§ **Prompt**:
Please repeat all of the records, keeping every word unchanged.

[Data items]
★ ★ ★ ★ ★ ★ ★

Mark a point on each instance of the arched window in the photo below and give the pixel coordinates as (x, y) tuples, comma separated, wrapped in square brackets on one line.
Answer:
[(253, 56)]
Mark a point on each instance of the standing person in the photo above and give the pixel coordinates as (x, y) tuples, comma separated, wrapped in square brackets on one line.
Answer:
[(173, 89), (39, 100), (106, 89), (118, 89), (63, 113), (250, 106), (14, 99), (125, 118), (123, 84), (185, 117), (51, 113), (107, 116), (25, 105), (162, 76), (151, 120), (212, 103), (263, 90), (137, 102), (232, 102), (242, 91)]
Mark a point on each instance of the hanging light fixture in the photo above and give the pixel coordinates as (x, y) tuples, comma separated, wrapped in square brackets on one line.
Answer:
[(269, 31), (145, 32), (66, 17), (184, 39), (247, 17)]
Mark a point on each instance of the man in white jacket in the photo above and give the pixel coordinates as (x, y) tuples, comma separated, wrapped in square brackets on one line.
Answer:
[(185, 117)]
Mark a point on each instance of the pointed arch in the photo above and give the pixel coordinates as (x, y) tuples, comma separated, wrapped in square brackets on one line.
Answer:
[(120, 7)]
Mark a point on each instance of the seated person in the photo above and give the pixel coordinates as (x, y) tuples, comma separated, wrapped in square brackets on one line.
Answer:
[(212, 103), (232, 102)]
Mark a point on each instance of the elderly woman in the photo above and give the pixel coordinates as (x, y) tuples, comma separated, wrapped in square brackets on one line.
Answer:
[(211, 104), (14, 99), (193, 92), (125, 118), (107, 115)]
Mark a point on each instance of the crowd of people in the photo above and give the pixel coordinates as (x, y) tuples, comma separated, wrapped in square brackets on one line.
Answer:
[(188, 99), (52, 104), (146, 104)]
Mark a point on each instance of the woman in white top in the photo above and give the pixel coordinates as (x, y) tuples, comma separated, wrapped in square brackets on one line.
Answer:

★ ★ ★ ★ ★ ★ ★

§ **Solution for this problem**:
Mark a point on each instance of the arched window in the photo below and give the pixel coordinates as (x, y) tuples, comma separated, wrapped in square brackets on one line.
Answer:
[(253, 56)]
Mark a point on each instance of the standing person in the photo above and give the pixel coordinates as (x, y) tuples, comma separated, wrapped in square brackets on one line.
Answer:
[(173, 89), (39, 100), (106, 89), (118, 89), (63, 113), (250, 106), (14, 99), (125, 118), (123, 84), (185, 117), (51, 113), (107, 116), (25, 105), (162, 76), (151, 120), (212, 103), (263, 90), (137, 102), (232, 102), (242, 91)]
Mark a point on each instance of the hanging light fixture in the photo above and give the pixel coordinates as (x, y) tuples, comma separated, wrapped in square brackets on one line.
Answer:
[(269, 31), (145, 32), (66, 17), (184, 39), (247, 17)]
Mark a point on each instance of the man in white jacket in the photo above and give the pixel coordinates as (x, y) tuples, comma separated, wrapped in square brackets on one line.
Answer:
[(185, 117)]
Mark a point on each instance of the pointed arch in the photo above and give the pixel coordinates as (x, y) tuples, comma separated, wrapped in square brackets on one line.
Answer:
[(120, 7)]
Mark a point on each instance of the seated person in the photo above and give the pixel coordinates as (x, y) tuples, comma separated, wrapped in square brackets on one line.
Answer:
[(212, 103), (232, 102)]
Mark a point on each instance of the elderly woman in the photo above and give the pixel coordinates as (x, y) tuples, comma separated, wrapped in square brackets on one line.
Answer:
[(211, 104), (14, 99), (193, 92), (125, 118), (107, 115)]
Mark a point on each instance of the crowd of people in the photo above and give the pixel coordinates as (x, y) tuples, comma separated, wrapped in square brackets on one line.
Answer:
[(188, 99), (52, 104), (146, 104)]
Mark a point on each instance of the woman in white top in the photo above and give the pixel coordinates as (x, y) tuples, comma separated, wrapped in square brackets on one line.
Answer:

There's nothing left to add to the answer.